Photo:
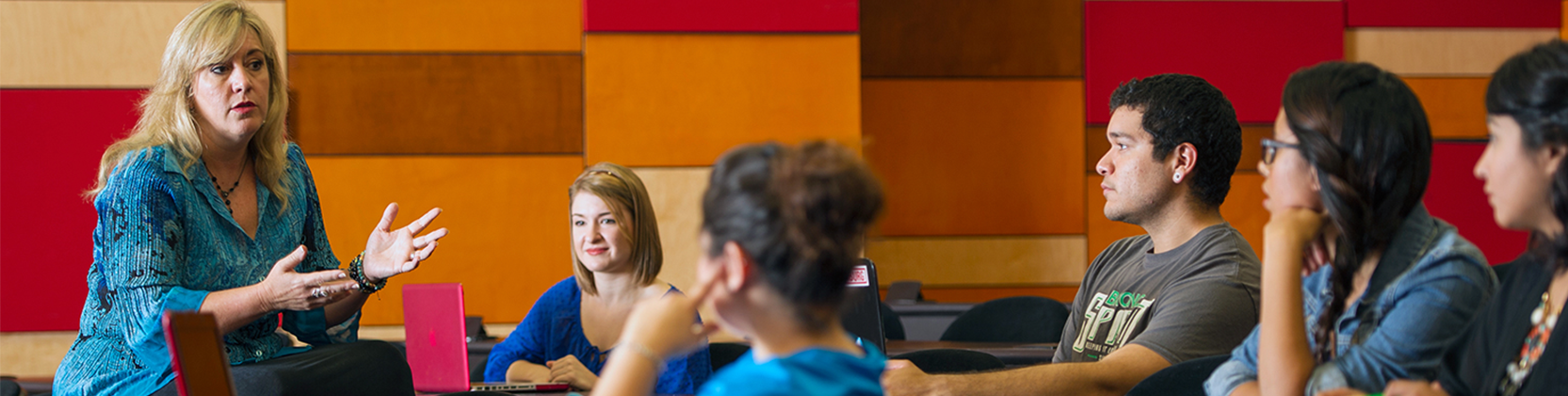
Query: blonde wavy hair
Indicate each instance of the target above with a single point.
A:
(209, 35)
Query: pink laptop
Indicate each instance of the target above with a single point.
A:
(438, 351)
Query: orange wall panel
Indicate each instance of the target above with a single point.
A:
(1455, 107)
(507, 219)
(454, 25)
(1242, 209)
(684, 99)
(978, 157)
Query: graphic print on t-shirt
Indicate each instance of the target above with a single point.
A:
(1108, 322)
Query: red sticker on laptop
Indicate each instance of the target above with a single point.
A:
(860, 277)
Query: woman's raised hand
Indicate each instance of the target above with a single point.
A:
(391, 252)
(295, 291)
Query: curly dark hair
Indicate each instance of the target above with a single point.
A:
(1186, 108)
(1532, 87)
(1367, 139)
(800, 214)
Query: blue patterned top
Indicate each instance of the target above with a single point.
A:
(554, 329)
(163, 240)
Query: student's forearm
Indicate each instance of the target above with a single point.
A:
(1283, 357)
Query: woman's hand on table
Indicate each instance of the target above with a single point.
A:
(391, 252)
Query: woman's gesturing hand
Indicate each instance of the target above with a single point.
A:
(391, 252)
(295, 291)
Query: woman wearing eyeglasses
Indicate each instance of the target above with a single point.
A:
(1360, 283)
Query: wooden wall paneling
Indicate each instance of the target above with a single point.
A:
(1252, 146)
(507, 216)
(1242, 209)
(1452, 13)
(1455, 106)
(459, 25)
(49, 155)
(978, 157)
(684, 99)
(438, 104)
(936, 38)
(1457, 197)
(98, 44)
(1440, 52)
(721, 16)
(980, 261)
(1270, 40)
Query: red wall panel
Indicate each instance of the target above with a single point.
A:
(1247, 49)
(1457, 197)
(721, 16)
(51, 143)
(1454, 13)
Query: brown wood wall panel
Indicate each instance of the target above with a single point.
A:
(438, 104)
(507, 216)
(1455, 107)
(96, 44)
(1242, 209)
(1441, 52)
(978, 157)
(450, 25)
(943, 38)
(684, 99)
(980, 261)
(1252, 146)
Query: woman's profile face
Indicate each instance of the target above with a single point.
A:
(1516, 178)
(1287, 179)
(596, 235)
(231, 96)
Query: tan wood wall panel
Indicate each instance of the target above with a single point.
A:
(980, 261)
(974, 157)
(507, 214)
(1242, 209)
(1417, 52)
(438, 104)
(684, 99)
(1455, 107)
(1252, 146)
(96, 44)
(943, 38)
(454, 25)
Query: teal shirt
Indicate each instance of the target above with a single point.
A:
(811, 371)
(163, 240)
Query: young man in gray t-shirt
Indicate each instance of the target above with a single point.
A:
(1188, 288)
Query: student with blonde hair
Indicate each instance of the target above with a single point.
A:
(207, 207)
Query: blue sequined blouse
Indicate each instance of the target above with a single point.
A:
(163, 240)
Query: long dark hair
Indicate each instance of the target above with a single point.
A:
(1367, 139)
(1532, 87)
(801, 216)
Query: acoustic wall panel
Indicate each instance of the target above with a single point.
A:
(454, 25)
(990, 261)
(1455, 106)
(1247, 49)
(509, 238)
(1454, 13)
(684, 99)
(943, 38)
(721, 16)
(978, 157)
(1441, 52)
(98, 44)
(51, 145)
(438, 104)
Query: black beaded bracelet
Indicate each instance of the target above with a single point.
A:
(356, 271)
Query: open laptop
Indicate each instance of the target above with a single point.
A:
(436, 339)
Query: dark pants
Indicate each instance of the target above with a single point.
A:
(358, 368)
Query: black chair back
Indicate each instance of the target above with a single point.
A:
(1010, 320)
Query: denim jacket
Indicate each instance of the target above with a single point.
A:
(1426, 288)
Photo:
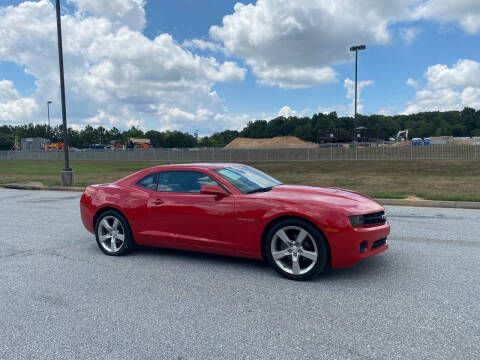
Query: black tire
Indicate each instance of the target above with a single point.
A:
(123, 227)
(314, 242)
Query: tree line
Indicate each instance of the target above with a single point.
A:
(426, 124)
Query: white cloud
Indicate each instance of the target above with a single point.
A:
(463, 73)
(464, 12)
(12, 105)
(8, 91)
(448, 88)
(114, 74)
(293, 44)
(201, 45)
(409, 34)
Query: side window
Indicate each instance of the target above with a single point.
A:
(183, 181)
(148, 182)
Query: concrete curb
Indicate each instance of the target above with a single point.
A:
(431, 203)
(52, 188)
(394, 202)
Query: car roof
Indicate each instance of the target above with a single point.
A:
(198, 166)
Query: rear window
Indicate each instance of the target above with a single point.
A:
(149, 182)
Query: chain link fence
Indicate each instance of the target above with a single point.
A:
(329, 152)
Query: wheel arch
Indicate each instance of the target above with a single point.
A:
(106, 208)
(276, 220)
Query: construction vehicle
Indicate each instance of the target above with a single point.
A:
(54, 146)
(399, 138)
(138, 143)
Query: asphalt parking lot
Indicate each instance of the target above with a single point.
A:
(61, 298)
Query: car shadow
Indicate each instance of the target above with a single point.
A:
(200, 257)
(371, 268)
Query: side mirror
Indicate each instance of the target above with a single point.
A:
(213, 190)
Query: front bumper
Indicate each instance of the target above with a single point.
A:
(349, 247)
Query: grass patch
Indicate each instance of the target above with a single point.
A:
(433, 180)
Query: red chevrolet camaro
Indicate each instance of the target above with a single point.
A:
(237, 210)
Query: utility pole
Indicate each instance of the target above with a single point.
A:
(48, 113)
(66, 175)
(356, 48)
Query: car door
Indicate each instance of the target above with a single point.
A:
(181, 217)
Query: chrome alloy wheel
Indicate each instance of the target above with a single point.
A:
(111, 234)
(294, 250)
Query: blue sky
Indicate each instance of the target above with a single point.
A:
(212, 65)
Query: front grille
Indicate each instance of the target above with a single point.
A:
(377, 218)
(379, 243)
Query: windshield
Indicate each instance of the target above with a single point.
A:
(247, 179)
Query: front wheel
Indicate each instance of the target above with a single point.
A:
(113, 234)
(296, 249)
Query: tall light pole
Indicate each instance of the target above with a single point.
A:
(356, 48)
(66, 175)
(48, 112)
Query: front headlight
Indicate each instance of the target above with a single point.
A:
(356, 220)
(372, 219)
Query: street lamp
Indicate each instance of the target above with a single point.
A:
(48, 112)
(66, 175)
(356, 48)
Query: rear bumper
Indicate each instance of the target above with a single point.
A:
(355, 244)
(87, 213)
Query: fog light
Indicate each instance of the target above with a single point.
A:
(363, 247)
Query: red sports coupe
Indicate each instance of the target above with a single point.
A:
(237, 210)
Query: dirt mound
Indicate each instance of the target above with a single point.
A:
(276, 142)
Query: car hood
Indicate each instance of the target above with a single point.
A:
(350, 201)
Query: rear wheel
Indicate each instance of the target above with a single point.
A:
(296, 249)
(113, 234)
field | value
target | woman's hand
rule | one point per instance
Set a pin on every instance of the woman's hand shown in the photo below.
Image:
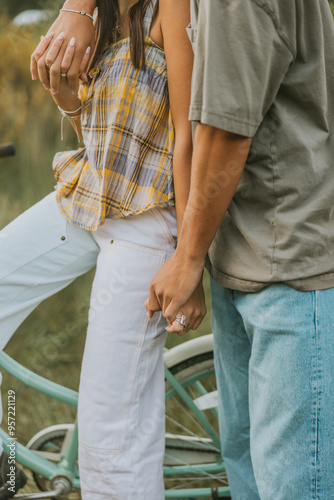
(50, 58)
(176, 289)
(194, 311)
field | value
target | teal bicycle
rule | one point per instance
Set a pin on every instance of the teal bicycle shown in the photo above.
(192, 467)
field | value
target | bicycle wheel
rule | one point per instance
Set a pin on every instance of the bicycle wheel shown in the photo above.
(192, 458)
(49, 444)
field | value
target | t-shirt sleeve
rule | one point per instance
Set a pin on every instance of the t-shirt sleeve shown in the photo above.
(240, 62)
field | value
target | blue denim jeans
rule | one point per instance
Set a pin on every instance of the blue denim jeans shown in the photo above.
(274, 357)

———

Reproduce the listing exactly, images omitted.

Photo:
Query: blonde wavy hair
Indicate each instance of the target above with a single point.
A:
(209, 35)
Query: pink laptop
Indicate each instance of the target above with a single point.
A:
(438, 351)
Query: orange wall panel
Indicate each instance of the target above with a single point.
A:
(1455, 107)
(507, 219)
(454, 25)
(1242, 209)
(684, 99)
(978, 157)
Query: graphic print on t-shirt
Indicate each instance of the target above with a single point.
A:
(1108, 322)
Query: red sticker on laptop
Indicate each instance of the target above with a single point.
A:
(860, 277)
Query: woman's raised hand
Indicate each instance of the target above with a single point.
A:
(391, 252)
(295, 291)
Query: curly dark hair
Indicate each instance of the target above with a single point.
A:
(1186, 108)
(1532, 87)
(1367, 139)
(800, 214)
Query: blue patterned top
Indicate each instance of the target above with a single point.
A:
(554, 329)
(163, 240)
Query: student's forearm
Indicate each instance of the target above with a single point.
A:
(1283, 357)
Query: woman's hand on table
Indicate each instance of the target above with a single point.
A:
(391, 252)
Query: woman's gesturing hand
Indicate each instance of the target above with a single point.
A:
(391, 252)
(295, 291)
Query: woman wearing eyeglasses
Indicate each instance of the target above with a single point.
A:
(1360, 283)
Query: wooden wall paneling
Indicate each instance of the target above with a single point.
A:
(1252, 146)
(507, 216)
(1242, 209)
(1452, 13)
(1455, 106)
(459, 25)
(49, 155)
(978, 157)
(684, 99)
(438, 104)
(936, 38)
(1457, 197)
(98, 44)
(1440, 52)
(721, 16)
(980, 261)
(1270, 40)
Query: red wall panel
Indicate each instance of the target above with a single point.
A:
(1247, 49)
(1457, 197)
(721, 16)
(51, 143)
(1454, 13)
Query: brown wood wall panel
Indicate each instance of the target above with a single point.
A:
(438, 104)
(507, 216)
(1455, 107)
(96, 44)
(1242, 209)
(1441, 52)
(978, 157)
(450, 25)
(943, 38)
(684, 99)
(980, 261)
(1252, 146)
Query: woman's profile face
Indicate each instance of the target above with a single point.
A:
(1516, 178)
(1287, 179)
(596, 235)
(231, 96)
Query: tan wood wall panel
Indicate each instance of the target above with a single point.
A:
(980, 261)
(974, 157)
(507, 214)
(1242, 209)
(1417, 52)
(438, 104)
(684, 99)
(1455, 107)
(1252, 146)
(96, 44)
(943, 38)
(454, 25)
Query: teal shirt
Indicate each instance of the target above with a single point.
A:
(811, 371)
(163, 240)
Query: young man in gray t-shirt
Indicate each instance of the target above with a single point.
A:
(1188, 288)
Query: student with blonde hair
Indicate each instance of the target above with a single point.
A:
(207, 207)
Query: blue sequined blouse
Indicate each instance of the target above with a single point.
A:
(163, 240)
Query: long dark hair
Indicate each instance of the target above with a single point.
A:
(1367, 139)
(1532, 87)
(801, 216)
Query: acoustic wall panel
Indicate each instance of the target above with a single point.
A:
(454, 25)
(990, 261)
(1455, 106)
(1247, 49)
(509, 238)
(1454, 13)
(684, 99)
(943, 38)
(721, 16)
(978, 157)
(1441, 52)
(98, 44)
(51, 145)
(438, 104)
Query: black beaded bracelet
Indicate each instance of the target above with a single point.
A:
(356, 271)
Query: open laptop
Indicate each instance of the target above with a single point.
A:
(436, 339)
Query: dark pants
Indicate each instance of the target above with a single point.
A:
(358, 368)
Query: black chair back
Indicate each instance of the target above with a single point.
A:
(1010, 320)
Query: denim jacket
Indicate each instance of the target above with a single point.
A:
(1426, 288)
Photo:
Query: black tire
Indicate each instance of the target above with a single point.
A:
(123, 227)
(314, 242)
Query: tree line
Indicate each instance of the target above with a single point.
A:
(426, 124)
Query: white cloud
Indicate each instance of the target above with a single point.
A:
(463, 73)
(464, 12)
(12, 105)
(8, 91)
(448, 88)
(114, 74)
(293, 44)
(201, 45)
(409, 34)
Query: side window
Indicate each instance of the target above with a single point.
A:
(183, 181)
(148, 182)
Query: concrete curb
Indicate each instance of the target above with a single point.
A:
(431, 203)
(52, 188)
(394, 202)
Query: car roof
Indicate each instance of the target above with a single point.
A:
(198, 166)
Query: rear window
Indicate each instance of the target above with a single point.
A:
(149, 182)
Query: chain link fence
Indicate each instance of the target above with a single point.
A:
(329, 152)
Query: wheel arch
Indicate each instance of the target above with a single point.
A:
(106, 208)
(276, 220)
Query: construction vehicle
Indicate each instance of the target above with a single point.
A:
(54, 146)
(399, 138)
(138, 143)
Query: asphalt parking lot
Indicate each instance of the target above with a single point.
A:
(61, 298)
Query: car shadow
Indicate each instance of the target above with a single point.
A:
(200, 257)
(371, 268)
Query: side mirror
Indicate each instance of the target above with a single point.
A:
(213, 190)
Query: front bumper
Indicate each instance of the target above with a single point.
A:
(349, 247)
Query: grass patch
Indicate each instance of the target above with a single point.
A:
(433, 180)
Query: red chevrolet camaro
Indicate each instance of the target above with a single point.
A:
(237, 210)
Query: utility pole
Indicate each instance of the target above with a single point.
A:
(48, 113)
(66, 175)
(356, 48)
Query: car door
Indicate each instance of the target above with a single point.
A:
(181, 217)
Query: chrome alloy wheel
Indicate each instance of the target above with a single point.
A:
(111, 234)
(294, 250)
Query: blue sky
Indicate each instance of the target above with a single point.
A:
(212, 65)
Query: front grille
Indicate each instance of the target above with a single point.
A:
(377, 218)
(379, 243)
Query: windshield
Indicate each instance of the target above with a single point.
A:
(247, 179)
Query: front wheel
Indicate each instance of the target above with a single point.
A:
(113, 234)
(296, 249)
Query: tall light pole
Indicate each instance of the target above with a single point.
A:
(356, 48)
(66, 175)
(48, 112)
Query: front headlight
Indicate each instance of the target above with a single point.
A:
(356, 220)
(372, 219)
Query: street lamp
Indicate each instance of the target above with a single point.
A:
(48, 112)
(66, 175)
(356, 48)
Query: rear bumper
Indicate each instance of the target above with a single point.
A:
(355, 244)
(87, 213)
Query: fog light
Indicate each instance of the target above with a single point.
A:
(363, 247)
Query: red sports coupe
Indicate each instance of the target above with a single point.
A:
(237, 210)
Query: dirt mound
Indicate each instance of the target above with a single point.
A:
(276, 142)
Query: car hood
Indicate each instance of the target above with a single point.
A:
(350, 201)
Query: rear wheel
Indicate each instance of the target above with a single point.
A:
(296, 249)
(113, 234)
field | value
target | woman's hand
rule | one point per instance
Set a pin on every instance of the woman's hand shown in the photo below.
Image:
(50, 58)
(176, 289)
(194, 311)
field | value
target | teal bicycle
rule | one point per instance
Set a pin on every instance of the teal bicycle shown in the photo above.
(192, 467)
field | value
target | bicycle wheel
rule | one point per instance
Set a pin on every instance of the bicycle wheel shown in the photo above.
(192, 458)
(49, 444)
field | value
target | t-shirt sleeve
rule | one point per instance
Set a pin on every instance of the t-shirt sleeve shown in the photo above.
(240, 62)
field | value
target | blue denim jeans
rule | one point per instance
Set a pin on every instance of the blue denim jeans shown in the photo above.
(274, 357)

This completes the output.